Required task 1:
Answer these from the dog critique thread:
(a) How old is Norah?
(b) How does lhczth describe Norah's topline?
(c) According to dogfaeries, what does "a bit east west in front" mean?
Required task 2:
Can you reproduce the part of the records that opens with their first line and closes with the line containing "Return the outline of every instance of the tillandsia", with "holes" changed to "cutouts" and everything else unchanged? Leave the pictures out.

Supplied text:
★ ★ ★ ★ ★ ★ ★
# Is it posible to critique from these photographs?



## Charlie W (Feb 12, 2013)

This is Norah, 17 months, I know she's not stacked, these are just a few snaps taken at the beach today. The beach is slightly sloping too, is it possible to give a critique from these or not? Thanks!


----------



## MaggieRoseLee (Aug 17, 2001)

She's kind of stacked in this shot...



What is her background? Different if AKC showline or West German working lines or...


----------



## lhczth (Apr 5, 2000)

Good enough. 

Slightly stretched female with OK withers, very level topline, good length and position of croup. She is balanced nicely with good angulation front and rear. Good pasterns, though she looks to be a bit east west in front. I would also like to see better feet. She has a sweet face, but I can't tell much about her ear set with them down in all of the photos. Her color could be richer and she is quite washed out.


----------



## Castlemaid (Jun 29, 2006)

Lisa, when you say "good angulation front", what are you looking at? The shoulder blades?


----------



## lhczth (Apr 5, 2000)

The angles of the shoulder bones (upper arm and scapula) from the elbow to the point of the shoulder (towards the chest) to the top of the withers.


----------



## Charlie W (Feb 12, 2013)

Thanks for the replies, what does "a bit east west in front" mean? She is from a WL bitch and a SL dog...


----------



## dogfaeries (Feb 22, 2010)

It's when their front feet are pointed out to the sides a bit, instead of forward.
★ ★ ★ ★ ★ ★ ★
Listed entries:
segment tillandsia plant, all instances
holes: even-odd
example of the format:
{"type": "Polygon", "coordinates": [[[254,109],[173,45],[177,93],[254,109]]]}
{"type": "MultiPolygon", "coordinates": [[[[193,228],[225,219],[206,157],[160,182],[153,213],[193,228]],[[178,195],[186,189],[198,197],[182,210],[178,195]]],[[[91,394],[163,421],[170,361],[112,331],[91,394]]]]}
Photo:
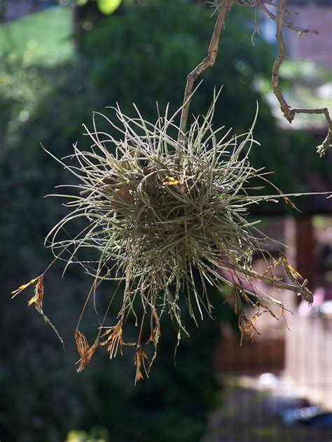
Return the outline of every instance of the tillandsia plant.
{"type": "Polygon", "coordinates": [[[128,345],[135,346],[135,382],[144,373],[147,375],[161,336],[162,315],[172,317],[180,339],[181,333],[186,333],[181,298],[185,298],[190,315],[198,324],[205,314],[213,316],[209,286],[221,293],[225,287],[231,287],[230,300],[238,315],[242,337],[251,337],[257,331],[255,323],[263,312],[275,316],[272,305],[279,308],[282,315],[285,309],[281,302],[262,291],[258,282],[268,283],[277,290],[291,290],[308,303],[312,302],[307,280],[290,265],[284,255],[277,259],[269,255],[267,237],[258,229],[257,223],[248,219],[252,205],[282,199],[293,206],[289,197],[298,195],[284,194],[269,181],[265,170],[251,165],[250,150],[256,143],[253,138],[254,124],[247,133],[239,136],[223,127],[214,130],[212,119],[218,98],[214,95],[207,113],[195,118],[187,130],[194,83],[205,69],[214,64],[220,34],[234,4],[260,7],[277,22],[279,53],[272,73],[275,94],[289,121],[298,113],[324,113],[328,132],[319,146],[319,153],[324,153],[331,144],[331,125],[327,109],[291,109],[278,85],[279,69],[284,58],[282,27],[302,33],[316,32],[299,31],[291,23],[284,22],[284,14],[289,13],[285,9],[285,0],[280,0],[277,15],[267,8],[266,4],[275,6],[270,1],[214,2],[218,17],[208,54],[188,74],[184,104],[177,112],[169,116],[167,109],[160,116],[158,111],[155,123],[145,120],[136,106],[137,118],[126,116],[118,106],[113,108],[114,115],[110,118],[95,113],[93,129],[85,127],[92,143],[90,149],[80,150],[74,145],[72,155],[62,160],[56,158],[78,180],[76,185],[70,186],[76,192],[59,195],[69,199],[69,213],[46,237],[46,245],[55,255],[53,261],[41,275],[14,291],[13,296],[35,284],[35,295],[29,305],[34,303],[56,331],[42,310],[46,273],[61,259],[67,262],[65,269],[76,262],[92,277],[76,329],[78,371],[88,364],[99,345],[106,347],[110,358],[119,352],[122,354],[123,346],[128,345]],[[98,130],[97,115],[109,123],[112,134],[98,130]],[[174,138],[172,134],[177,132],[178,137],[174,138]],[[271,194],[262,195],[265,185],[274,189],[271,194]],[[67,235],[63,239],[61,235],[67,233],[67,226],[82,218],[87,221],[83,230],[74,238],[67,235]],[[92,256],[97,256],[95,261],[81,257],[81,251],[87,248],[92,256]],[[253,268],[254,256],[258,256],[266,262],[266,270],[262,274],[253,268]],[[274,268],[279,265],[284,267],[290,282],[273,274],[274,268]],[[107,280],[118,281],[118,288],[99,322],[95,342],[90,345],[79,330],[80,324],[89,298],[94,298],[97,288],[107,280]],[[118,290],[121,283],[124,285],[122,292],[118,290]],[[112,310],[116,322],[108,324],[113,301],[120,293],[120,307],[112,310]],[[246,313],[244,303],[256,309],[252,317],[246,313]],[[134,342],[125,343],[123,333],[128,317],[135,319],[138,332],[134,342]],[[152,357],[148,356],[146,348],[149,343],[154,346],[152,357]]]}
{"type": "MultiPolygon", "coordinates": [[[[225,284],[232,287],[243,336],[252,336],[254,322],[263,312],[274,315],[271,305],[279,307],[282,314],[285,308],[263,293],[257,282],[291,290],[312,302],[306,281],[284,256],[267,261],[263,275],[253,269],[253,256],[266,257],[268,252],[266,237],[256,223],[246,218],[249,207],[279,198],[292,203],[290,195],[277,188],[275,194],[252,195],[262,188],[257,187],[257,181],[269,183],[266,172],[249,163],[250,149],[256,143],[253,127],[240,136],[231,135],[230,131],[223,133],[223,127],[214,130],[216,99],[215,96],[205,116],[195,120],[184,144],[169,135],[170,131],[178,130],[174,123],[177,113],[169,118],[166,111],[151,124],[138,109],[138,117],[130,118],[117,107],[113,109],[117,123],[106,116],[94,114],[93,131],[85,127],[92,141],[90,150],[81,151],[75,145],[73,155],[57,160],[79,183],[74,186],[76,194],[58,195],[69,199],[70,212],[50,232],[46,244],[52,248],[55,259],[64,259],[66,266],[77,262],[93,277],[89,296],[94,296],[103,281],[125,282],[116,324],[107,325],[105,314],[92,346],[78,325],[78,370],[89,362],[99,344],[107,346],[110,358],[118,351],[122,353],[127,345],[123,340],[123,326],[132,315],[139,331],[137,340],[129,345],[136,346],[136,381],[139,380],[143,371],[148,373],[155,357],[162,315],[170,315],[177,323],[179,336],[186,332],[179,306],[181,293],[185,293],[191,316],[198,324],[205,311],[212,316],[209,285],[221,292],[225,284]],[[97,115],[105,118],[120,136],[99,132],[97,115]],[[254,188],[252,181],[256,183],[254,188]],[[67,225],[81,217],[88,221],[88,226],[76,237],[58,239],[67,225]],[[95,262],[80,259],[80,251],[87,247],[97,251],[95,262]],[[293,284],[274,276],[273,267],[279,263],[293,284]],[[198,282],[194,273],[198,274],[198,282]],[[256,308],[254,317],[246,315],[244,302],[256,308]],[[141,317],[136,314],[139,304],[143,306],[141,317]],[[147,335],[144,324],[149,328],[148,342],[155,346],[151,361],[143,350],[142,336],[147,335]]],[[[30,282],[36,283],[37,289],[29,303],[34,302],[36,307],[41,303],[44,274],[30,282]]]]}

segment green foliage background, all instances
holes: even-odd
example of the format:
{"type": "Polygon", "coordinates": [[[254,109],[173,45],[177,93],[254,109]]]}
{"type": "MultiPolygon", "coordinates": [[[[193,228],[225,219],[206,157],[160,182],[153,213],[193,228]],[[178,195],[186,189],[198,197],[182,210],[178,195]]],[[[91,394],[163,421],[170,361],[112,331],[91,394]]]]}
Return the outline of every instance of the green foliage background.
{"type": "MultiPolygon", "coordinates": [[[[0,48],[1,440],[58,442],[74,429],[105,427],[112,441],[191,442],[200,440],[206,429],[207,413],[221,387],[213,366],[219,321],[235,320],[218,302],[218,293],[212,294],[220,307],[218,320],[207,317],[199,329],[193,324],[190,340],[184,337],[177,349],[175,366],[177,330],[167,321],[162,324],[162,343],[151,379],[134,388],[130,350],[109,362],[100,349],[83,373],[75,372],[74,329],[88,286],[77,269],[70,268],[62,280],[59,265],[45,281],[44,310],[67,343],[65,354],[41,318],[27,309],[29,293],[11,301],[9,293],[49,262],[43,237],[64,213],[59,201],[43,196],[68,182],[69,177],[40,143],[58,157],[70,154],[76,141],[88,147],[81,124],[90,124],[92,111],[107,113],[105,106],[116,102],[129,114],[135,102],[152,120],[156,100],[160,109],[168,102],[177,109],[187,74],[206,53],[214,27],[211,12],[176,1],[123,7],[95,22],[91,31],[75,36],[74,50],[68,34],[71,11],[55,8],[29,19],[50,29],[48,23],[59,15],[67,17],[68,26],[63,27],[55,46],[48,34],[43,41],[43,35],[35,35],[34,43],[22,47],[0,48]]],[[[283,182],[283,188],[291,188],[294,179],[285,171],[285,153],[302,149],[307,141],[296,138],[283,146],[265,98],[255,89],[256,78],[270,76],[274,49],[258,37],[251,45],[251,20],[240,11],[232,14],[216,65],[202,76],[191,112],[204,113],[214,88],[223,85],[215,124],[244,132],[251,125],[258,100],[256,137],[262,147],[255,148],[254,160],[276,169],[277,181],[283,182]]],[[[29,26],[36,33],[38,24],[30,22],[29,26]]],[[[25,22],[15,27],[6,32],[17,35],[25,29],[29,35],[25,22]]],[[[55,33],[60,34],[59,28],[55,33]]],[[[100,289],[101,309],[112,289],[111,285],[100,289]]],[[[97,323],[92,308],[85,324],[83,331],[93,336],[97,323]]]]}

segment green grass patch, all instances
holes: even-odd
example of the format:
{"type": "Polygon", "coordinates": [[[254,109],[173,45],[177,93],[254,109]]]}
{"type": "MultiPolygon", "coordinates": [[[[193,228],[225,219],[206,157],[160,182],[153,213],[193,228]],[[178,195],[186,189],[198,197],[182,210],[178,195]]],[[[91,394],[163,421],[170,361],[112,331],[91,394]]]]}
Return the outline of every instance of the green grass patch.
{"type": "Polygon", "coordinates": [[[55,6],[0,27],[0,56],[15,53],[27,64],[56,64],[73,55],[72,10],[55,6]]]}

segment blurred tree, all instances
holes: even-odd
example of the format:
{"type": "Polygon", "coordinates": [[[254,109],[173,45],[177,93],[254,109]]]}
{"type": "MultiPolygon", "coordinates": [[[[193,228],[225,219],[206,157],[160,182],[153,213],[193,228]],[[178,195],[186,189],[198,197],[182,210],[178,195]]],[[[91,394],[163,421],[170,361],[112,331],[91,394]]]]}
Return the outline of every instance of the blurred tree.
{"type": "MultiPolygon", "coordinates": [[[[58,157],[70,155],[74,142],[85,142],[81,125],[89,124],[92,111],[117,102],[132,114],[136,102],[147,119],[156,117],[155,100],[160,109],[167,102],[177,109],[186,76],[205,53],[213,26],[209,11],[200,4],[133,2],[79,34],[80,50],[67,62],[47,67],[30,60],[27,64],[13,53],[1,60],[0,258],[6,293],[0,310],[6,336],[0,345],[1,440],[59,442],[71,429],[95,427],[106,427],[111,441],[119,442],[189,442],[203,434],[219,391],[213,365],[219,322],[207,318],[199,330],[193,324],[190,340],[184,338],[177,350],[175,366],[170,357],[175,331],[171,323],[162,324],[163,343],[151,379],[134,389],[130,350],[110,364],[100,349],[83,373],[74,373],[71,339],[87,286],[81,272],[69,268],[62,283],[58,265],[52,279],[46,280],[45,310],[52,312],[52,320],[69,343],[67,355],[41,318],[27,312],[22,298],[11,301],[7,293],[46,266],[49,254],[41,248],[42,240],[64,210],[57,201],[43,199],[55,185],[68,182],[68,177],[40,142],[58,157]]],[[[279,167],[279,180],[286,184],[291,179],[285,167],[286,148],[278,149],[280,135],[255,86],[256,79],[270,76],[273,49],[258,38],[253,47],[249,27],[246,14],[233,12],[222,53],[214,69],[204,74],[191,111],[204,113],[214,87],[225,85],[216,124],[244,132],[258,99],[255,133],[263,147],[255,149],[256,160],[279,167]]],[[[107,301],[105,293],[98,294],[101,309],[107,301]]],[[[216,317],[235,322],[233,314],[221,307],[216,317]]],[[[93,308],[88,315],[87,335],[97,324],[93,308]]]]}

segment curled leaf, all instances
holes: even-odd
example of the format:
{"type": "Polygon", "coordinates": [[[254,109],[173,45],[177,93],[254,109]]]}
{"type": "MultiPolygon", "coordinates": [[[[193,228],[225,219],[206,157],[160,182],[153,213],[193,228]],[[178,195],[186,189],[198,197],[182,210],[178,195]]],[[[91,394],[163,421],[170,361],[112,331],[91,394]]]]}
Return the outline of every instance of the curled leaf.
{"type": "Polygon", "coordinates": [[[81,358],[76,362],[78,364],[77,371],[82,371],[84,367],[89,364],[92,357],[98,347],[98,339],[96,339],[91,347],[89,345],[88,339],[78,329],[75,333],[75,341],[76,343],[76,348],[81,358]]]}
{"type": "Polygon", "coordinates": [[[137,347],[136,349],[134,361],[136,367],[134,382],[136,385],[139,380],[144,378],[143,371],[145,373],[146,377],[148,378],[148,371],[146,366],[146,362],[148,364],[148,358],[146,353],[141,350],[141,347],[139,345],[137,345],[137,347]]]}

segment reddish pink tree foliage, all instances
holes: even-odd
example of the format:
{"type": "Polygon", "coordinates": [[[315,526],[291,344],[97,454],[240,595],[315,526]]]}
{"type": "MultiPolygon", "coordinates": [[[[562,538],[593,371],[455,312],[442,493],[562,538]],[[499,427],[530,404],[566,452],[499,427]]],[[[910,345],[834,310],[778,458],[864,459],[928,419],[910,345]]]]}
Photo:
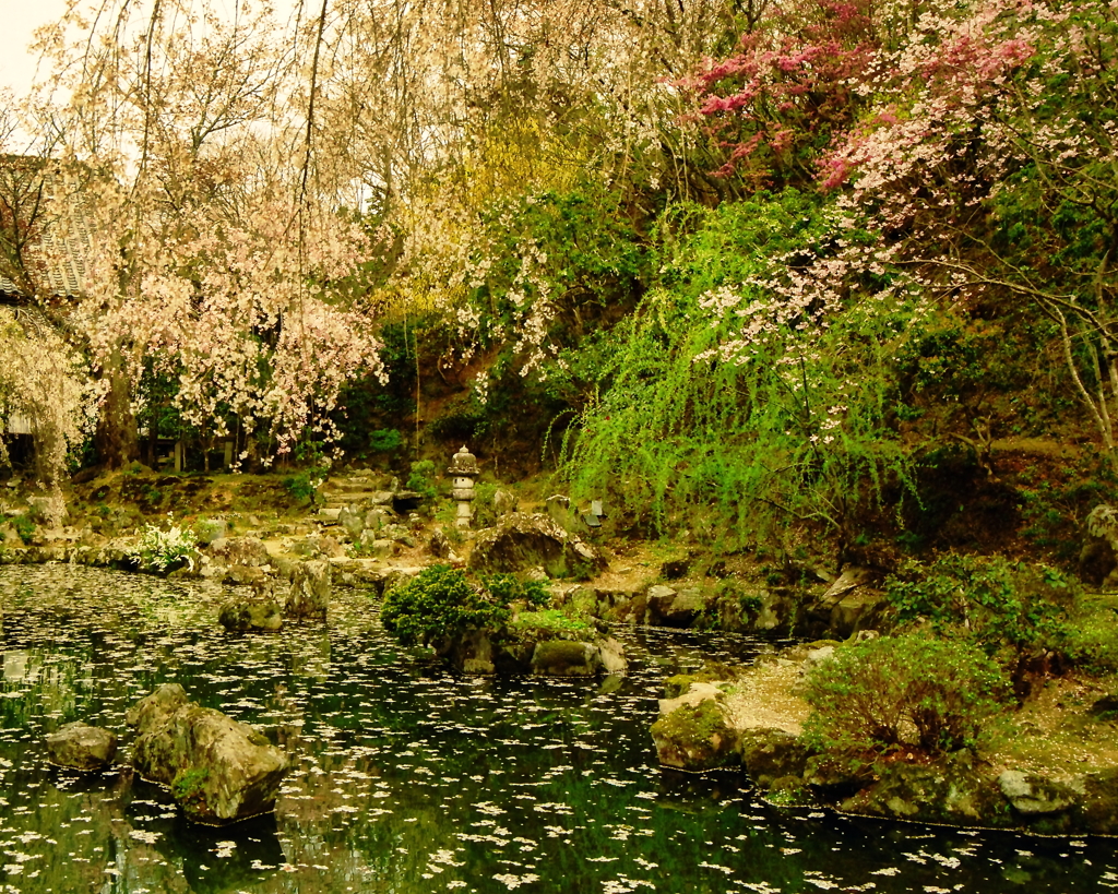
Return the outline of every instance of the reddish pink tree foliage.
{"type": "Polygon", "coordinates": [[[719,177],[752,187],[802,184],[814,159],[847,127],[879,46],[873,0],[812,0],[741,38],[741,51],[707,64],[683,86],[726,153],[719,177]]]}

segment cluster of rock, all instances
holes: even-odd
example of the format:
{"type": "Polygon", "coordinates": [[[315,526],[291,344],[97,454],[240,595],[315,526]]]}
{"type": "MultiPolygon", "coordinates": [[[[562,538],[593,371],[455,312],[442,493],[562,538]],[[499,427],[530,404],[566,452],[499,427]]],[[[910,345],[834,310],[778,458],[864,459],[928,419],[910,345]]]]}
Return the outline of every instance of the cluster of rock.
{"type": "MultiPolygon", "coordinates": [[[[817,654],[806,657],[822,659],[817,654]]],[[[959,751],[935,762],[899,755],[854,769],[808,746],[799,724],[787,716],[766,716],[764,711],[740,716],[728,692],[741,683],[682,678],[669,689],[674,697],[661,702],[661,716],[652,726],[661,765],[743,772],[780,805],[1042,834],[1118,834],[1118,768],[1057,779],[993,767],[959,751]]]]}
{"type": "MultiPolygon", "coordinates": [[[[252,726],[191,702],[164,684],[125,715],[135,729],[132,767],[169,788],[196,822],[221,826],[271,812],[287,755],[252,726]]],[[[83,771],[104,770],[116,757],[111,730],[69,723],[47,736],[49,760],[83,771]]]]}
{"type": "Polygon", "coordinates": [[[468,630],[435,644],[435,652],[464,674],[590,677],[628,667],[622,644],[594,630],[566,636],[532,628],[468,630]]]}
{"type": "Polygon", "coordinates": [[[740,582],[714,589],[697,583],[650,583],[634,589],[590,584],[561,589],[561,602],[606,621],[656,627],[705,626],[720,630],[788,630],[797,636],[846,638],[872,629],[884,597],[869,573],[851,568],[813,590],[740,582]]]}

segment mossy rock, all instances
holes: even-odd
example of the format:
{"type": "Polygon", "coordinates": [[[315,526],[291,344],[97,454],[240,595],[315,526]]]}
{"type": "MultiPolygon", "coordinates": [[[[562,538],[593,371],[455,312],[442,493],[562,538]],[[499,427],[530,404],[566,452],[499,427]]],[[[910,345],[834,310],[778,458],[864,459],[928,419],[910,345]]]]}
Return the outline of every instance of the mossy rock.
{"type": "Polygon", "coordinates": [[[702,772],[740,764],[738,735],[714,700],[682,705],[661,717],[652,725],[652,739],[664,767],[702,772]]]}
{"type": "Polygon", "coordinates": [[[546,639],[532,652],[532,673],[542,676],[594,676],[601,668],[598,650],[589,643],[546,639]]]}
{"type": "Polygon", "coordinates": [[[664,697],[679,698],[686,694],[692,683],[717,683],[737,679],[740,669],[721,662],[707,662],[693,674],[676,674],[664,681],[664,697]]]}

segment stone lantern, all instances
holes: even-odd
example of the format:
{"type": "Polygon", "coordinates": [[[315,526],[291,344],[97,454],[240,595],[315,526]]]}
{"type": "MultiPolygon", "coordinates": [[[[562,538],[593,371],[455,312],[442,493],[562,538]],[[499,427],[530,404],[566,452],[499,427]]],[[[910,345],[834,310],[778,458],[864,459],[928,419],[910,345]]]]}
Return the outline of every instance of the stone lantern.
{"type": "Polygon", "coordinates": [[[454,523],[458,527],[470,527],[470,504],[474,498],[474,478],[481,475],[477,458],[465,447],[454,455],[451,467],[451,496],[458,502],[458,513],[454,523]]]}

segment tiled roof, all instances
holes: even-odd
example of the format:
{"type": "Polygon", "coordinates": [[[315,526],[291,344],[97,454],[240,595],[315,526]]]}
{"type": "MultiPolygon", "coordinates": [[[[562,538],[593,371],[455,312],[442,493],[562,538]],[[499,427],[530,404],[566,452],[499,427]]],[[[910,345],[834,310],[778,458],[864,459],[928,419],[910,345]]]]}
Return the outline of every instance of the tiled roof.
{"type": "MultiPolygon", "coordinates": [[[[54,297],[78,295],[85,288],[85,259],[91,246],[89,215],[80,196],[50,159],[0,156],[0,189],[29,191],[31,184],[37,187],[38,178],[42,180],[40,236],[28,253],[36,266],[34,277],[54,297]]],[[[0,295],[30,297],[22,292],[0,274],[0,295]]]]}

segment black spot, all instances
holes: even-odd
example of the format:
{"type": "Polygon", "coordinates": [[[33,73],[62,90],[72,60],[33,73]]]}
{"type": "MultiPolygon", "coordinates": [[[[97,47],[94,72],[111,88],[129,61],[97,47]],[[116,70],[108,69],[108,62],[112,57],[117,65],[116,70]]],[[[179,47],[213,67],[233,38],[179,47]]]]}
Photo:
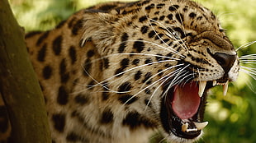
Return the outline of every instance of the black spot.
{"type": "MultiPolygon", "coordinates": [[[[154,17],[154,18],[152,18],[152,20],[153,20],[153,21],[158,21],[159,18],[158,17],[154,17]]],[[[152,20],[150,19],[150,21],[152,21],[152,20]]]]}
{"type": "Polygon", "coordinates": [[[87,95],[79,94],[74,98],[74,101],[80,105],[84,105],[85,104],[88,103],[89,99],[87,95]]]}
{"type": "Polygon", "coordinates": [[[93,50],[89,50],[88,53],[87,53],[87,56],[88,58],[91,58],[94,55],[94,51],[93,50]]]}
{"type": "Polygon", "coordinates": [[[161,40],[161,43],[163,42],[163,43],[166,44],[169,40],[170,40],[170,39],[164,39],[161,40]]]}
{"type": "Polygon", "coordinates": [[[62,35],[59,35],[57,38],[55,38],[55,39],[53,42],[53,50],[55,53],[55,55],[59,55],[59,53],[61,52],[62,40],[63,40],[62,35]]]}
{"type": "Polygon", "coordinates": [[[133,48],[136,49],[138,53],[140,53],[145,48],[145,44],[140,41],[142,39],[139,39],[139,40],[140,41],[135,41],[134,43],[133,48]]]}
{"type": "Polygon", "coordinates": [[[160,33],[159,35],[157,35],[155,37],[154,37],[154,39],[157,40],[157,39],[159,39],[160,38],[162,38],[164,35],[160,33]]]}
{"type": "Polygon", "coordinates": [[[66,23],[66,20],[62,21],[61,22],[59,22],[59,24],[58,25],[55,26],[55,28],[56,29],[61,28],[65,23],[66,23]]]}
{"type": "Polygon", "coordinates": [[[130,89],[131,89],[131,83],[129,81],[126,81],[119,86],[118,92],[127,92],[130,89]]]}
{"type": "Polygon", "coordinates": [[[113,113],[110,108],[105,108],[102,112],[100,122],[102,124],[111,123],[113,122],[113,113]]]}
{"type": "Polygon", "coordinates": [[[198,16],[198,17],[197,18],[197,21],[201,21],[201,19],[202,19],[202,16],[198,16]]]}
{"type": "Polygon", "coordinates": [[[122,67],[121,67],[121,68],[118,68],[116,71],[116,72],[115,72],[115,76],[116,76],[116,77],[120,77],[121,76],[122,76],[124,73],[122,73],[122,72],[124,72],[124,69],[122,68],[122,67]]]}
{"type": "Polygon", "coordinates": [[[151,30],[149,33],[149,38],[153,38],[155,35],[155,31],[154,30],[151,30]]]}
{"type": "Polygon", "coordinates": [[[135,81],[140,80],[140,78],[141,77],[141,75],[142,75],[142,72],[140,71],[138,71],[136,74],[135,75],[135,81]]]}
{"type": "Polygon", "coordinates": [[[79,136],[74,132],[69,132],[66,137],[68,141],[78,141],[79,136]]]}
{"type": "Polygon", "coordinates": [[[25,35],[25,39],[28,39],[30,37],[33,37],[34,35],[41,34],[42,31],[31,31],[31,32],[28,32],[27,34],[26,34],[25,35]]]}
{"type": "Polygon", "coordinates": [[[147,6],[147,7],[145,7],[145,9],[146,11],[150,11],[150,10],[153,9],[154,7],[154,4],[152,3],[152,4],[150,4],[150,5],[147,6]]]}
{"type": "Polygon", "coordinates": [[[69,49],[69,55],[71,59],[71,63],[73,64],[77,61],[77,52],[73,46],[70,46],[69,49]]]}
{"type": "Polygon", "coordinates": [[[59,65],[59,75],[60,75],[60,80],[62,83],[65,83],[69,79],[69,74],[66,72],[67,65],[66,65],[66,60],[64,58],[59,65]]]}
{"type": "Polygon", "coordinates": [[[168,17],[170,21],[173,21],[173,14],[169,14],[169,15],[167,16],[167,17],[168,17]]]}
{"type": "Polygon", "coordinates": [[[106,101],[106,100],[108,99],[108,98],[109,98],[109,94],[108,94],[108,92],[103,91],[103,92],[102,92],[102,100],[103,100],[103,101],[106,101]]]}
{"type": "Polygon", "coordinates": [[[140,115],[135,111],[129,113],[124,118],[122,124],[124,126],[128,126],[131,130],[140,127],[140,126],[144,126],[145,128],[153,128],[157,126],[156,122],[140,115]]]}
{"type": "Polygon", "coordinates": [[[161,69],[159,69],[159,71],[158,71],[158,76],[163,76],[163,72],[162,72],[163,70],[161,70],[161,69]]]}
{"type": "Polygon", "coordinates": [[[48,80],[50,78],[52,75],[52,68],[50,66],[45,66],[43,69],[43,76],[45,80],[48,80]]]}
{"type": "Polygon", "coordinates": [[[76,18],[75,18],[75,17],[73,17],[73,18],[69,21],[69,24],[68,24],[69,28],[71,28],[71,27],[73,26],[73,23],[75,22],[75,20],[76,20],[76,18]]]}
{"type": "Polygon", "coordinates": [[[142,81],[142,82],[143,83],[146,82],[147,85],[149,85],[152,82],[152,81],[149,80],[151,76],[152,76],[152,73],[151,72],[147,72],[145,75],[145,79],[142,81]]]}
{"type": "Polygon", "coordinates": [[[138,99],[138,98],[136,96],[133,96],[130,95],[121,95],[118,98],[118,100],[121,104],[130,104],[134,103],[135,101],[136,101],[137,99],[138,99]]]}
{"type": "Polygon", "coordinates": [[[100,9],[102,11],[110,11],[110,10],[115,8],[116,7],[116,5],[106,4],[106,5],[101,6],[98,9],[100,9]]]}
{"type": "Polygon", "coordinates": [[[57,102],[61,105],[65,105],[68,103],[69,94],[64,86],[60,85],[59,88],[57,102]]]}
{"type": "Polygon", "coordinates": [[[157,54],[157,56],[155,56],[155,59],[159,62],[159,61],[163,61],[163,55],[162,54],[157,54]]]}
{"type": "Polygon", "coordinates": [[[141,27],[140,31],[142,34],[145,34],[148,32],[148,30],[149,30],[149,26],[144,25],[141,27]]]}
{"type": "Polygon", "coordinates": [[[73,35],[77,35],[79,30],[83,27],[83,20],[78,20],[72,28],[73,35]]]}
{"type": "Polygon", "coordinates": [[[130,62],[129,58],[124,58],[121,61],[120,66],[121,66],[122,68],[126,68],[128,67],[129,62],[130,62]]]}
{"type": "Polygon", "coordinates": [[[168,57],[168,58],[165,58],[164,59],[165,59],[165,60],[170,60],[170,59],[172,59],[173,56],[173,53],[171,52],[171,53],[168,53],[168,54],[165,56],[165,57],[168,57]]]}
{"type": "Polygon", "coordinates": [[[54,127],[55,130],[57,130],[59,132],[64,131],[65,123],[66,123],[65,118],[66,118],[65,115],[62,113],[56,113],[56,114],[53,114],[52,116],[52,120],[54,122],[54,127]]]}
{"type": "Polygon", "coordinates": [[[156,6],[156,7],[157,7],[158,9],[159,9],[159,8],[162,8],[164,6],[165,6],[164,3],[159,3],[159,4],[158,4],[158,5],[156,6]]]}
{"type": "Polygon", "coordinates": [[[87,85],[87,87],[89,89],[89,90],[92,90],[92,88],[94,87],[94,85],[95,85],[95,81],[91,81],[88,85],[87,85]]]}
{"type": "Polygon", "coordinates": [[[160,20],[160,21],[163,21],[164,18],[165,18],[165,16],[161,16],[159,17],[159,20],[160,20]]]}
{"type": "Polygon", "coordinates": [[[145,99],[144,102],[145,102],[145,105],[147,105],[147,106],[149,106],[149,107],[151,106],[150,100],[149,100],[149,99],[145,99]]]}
★ ★ ★ ★ ★ ★ ★
Written answer 1:
(a) 17 months.
(b) Very level.
(c) The front feet point out to the sides a bit instead of forward.

Written answer 2:
segment tillandsia plant, all instances
cutouts: even-odd
example of the format:
{"type": "Polygon", "coordinates": [[[254,109],[173,45],[177,93],[254,109]]]}
{"type": "MultiPolygon", "coordinates": [[[[193,228],[225,219],[206,157],[160,182],[153,213],[193,228]],[[178,195],[186,189],[198,197],[182,210],[178,195]]],[[[91,394],[163,421],[170,361],[112,331],[91,394]]]]}
Photo:
Return the outline of every instance of the tillandsia plant.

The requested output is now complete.